◆ **What you have to do**:
Select every line of the records below that holds the word "water" and copy each of those lines in full.

◆ **Records for this task**:
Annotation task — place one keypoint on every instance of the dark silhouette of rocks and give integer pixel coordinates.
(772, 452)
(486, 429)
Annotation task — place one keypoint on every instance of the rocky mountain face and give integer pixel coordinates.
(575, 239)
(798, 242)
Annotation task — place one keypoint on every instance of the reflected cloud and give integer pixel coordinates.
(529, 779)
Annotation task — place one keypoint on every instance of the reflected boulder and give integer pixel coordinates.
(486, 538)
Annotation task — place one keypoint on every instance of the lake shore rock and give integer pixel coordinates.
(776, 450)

...

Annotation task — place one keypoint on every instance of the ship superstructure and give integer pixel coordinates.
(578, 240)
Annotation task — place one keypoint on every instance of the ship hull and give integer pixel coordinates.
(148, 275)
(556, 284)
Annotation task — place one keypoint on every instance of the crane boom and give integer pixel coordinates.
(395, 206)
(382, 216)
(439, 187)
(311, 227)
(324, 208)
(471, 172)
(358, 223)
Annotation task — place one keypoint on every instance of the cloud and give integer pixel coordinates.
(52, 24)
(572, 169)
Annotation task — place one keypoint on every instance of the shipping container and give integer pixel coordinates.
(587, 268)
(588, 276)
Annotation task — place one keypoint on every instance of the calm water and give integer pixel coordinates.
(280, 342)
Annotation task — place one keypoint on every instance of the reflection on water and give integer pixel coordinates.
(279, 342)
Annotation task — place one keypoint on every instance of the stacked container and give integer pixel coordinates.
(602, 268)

◆ **Exercise output**:
Annotation task — place one keypoint on every instance of the calm water and give integer pixel coordinates.
Annotation task — place one keypoint on every instance of the reflection on water and give integer pixel coordinates.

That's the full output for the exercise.